WORK INSTRUCTIONS. Give the records again in full, exactly as written.

──────── SUPPLIED MATERIAL ────────

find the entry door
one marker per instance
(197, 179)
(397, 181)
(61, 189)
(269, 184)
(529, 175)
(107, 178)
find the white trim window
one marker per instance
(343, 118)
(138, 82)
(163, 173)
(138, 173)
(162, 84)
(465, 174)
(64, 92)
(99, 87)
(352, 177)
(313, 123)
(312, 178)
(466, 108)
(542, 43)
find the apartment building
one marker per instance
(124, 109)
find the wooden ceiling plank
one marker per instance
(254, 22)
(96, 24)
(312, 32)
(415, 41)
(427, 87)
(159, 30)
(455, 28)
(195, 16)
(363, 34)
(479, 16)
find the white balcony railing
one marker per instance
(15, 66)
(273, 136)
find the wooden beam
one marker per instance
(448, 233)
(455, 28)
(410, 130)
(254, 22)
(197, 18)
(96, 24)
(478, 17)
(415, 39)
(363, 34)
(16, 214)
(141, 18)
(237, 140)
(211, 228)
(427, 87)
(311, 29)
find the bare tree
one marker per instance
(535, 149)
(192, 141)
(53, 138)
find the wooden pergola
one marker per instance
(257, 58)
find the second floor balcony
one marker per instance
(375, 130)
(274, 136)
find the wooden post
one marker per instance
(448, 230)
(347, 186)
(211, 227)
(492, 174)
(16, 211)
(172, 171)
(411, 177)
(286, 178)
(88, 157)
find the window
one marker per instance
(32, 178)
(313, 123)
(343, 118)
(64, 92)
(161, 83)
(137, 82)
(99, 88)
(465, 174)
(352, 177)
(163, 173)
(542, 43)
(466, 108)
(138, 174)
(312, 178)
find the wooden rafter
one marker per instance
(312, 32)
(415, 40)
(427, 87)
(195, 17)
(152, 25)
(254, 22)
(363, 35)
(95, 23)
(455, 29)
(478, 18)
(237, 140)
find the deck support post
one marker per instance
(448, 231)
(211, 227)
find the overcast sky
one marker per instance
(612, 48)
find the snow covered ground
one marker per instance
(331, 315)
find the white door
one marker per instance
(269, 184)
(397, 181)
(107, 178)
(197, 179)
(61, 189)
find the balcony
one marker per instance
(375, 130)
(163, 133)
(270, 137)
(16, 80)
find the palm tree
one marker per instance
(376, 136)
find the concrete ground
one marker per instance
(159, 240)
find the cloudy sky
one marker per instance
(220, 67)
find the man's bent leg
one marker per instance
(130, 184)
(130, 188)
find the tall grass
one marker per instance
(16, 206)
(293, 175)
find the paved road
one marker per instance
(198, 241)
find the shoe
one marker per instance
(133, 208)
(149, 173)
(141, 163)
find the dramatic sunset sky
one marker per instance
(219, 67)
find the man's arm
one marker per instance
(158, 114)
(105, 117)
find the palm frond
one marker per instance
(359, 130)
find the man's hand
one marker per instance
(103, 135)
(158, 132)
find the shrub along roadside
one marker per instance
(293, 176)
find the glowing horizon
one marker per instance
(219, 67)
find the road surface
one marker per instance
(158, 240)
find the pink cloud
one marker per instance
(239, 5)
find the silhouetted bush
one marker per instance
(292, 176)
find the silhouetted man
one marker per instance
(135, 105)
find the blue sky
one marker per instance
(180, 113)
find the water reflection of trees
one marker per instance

────────

SOLUTION TO THE EXERCISE.
find the entry door
one marker per instance
(197, 179)
(397, 181)
(61, 189)
(269, 184)
(529, 175)
(107, 178)
find the white trim window
one marker per instance
(343, 118)
(138, 82)
(163, 173)
(138, 173)
(162, 84)
(465, 174)
(64, 92)
(99, 87)
(352, 177)
(313, 123)
(312, 178)
(466, 108)
(542, 43)
find the apartment building
one marker per instance
(124, 109)
find the wooden ceiling plank
one marker per instance
(254, 22)
(96, 24)
(312, 32)
(415, 41)
(427, 87)
(159, 30)
(455, 28)
(195, 16)
(363, 34)
(479, 16)
find the white balcony railing
one marker per instance
(15, 66)
(273, 136)
find the wooden beam
one marker per instance
(448, 233)
(455, 28)
(410, 130)
(254, 22)
(197, 18)
(96, 24)
(478, 17)
(415, 39)
(363, 34)
(16, 214)
(141, 18)
(237, 140)
(211, 228)
(427, 87)
(311, 29)
find the bare tree
one marker per instance
(535, 149)
(192, 141)
(53, 138)
find the wooden pergola
one marker per instance
(257, 58)
find the second floor balcony
one marker per instance
(375, 130)
(274, 136)
find the wooden post
one marker per instance
(448, 230)
(347, 186)
(211, 227)
(492, 174)
(16, 211)
(172, 171)
(411, 177)
(286, 178)
(88, 157)
find the window
one marker per instance
(32, 178)
(313, 123)
(343, 118)
(64, 92)
(161, 83)
(137, 82)
(99, 88)
(465, 174)
(352, 177)
(163, 173)
(542, 43)
(466, 108)
(138, 174)
(312, 178)
find the wooden rafter
one marker per instance
(312, 32)
(415, 40)
(427, 87)
(195, 17)
(152, 25)
(254, 22)
(363, 35)
(95, 23)
(455, 29)
(478, 18)
(237, 140)
find the deck support post
one marker per instance
(448, 231)
(211, 227)
find the overcast sky
one marker per instance
(612, 48)
find the snow covered ground
one marker per instance
(331, 315)
find the white door
one marker per instance
(269, 184)
(397, 181)
(107, 178)
(197, 179)
(61, 189)
find the balcony
one marker per instance
(375, 130)
(163, 133)
(270, 137)
(16, 80)
find the palm tree
one marker per instance
(376, 136)
find the concrete ground
one marker per instance
(159, 240)
find the cloudy sky
one marker per instance
(220, 67)
find the man's bent leg
one marker per instance
(130, 184)
(130, 188)
find the tall grass
one marker per instance
(16, 206)
(293, 175)
find the paved road
one marker per instance
(198, 241)
find the shoe
one marker per instance
(133, 208)
(149, 173)
(141, 163)
find the dramatic sunset sky
one marker per instance
(219, 67)
find the man's arm
one marker per instance
(158, 114)
(105, 117)
find the palm frond
one marker per instance
(359, 130)
find the man's hand
one marker per instance
(103, 135)
(158, 132)
find the shrub along roadside
one marker per instance
(293, 176)
find the glowing horizon
one marker per instance
(219, 67)
find the road surface
one marker per instance
(158, 240)
find the pink cloud
one marker per instance
(239, 5)
find the silhouetted bush
one marker per instance
(292, 176)
find the silhouetted man
one marker per instance
(135, 105)
find the blue sky
one marker per instance
(180, 113)
find the water reflection of trees
one marker per instance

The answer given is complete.